• What you need to do: Set down the Czech T5 notebook text below word for word, starting at the words "## t5s configuration" and stopping after "save every epoch.".

• Text segment:
Equivalent of Czech T5-small model trained from Common Crawl.

In [None]:
!gdown 1fvN7FhFA-ofiKXas73AXv3fTR6apK2rS && unzip -u t5_32k_cccs_jmzw_small.v2.zip

## Convert the dataset formats

The CSFD dataset consists of three files with positive, neutral and negative sentiment.

This code randomly shuffles the data and generates the training, development and test data.

In [None]:
import random

In [None]:
def read_data(input_files):
    ret = []
    for label, fn in input_files:
        with open(fn, "r", encoding="utf-8") as fr:
            for line in fr:
                text = line.strip()
                ret.append((text, label))
    random.shuffle(ret)
    return ret

def write_tsv(fn, data):
    with open(fn, "w", encoding="utf-8") as fw:
        for text, label in data:
            print(text, label, sep="\t", file=fw)

In [None]:
data = read_data([("pozitivní", "csfd/positive.txt"), ("negativní", "csfd/negative.txt")])

test_data = data[:10000]
dev_data = data[10000:15000]
train_data = data[15000:]

write_tsv("csfd.train.tsv", train_data)
write_tsv("csfd.dev.tsv", dev_data)
write_tsv("csfd.test.tsv", test_data)

### Import the t5s library

In [None]:
from t5s import T5

## t5s configuration

The configuration consists of different sections:

### `tokenizer`

*   `spm` - the name of the SentencePiece model

### `t5_model`

* `pre_trained` - the name of the pre-trained model to load for fine-tuning,
* `save_checkpoint` - save fine-tuned checkpoints under this name,
* `save_checkpoint_every` - integer, which specifies how often the checkpoints are saved, e.g. the value 1 means save every epoch.

### `dataset`

* `*_tsv` - names of TSV files used as training, development and test sets,
* `loader` - specification how to load the training data
  * `loader.input_size` - maximum number of input tokens in the batch
  * `loader.output_size` - maximum number of output tokens in the batch
  * `loader.min_batch_size` - minimum number of examples in the batch. Together with `input_size` and `output_size` specifies the maximum length of an input and an output sequence (`input_size//min_batch_size`, `output_size//min_batch_size`).

• Source material:

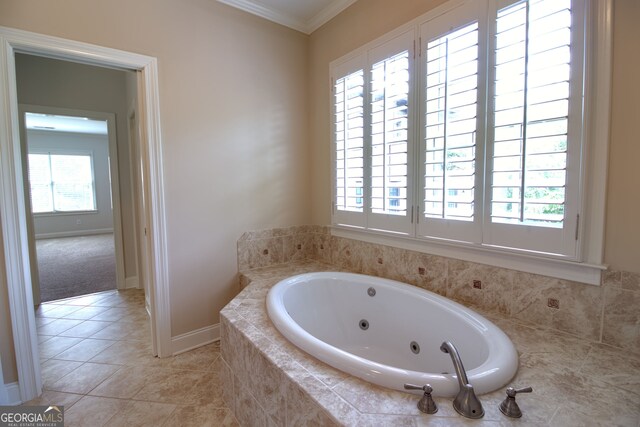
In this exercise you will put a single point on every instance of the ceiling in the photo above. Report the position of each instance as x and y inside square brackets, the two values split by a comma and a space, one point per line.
[50, 122]
[302, 15]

• Output for this task:
## t5s configuration

The configuration consists of different sections:

### `tokenizer`

*   `spm` - the name of the SentencePiece model

### `t5_model`

* `pre_trained` - the name of the pre-trained model to load for fine-tuning,
* `save_checkpoint` - save fine-tuned checkpoints under this name,
* `save_checkpoint_every` - integer, which specifies how often the checkpoints are saved, e.g. the value 1 means save every epoch.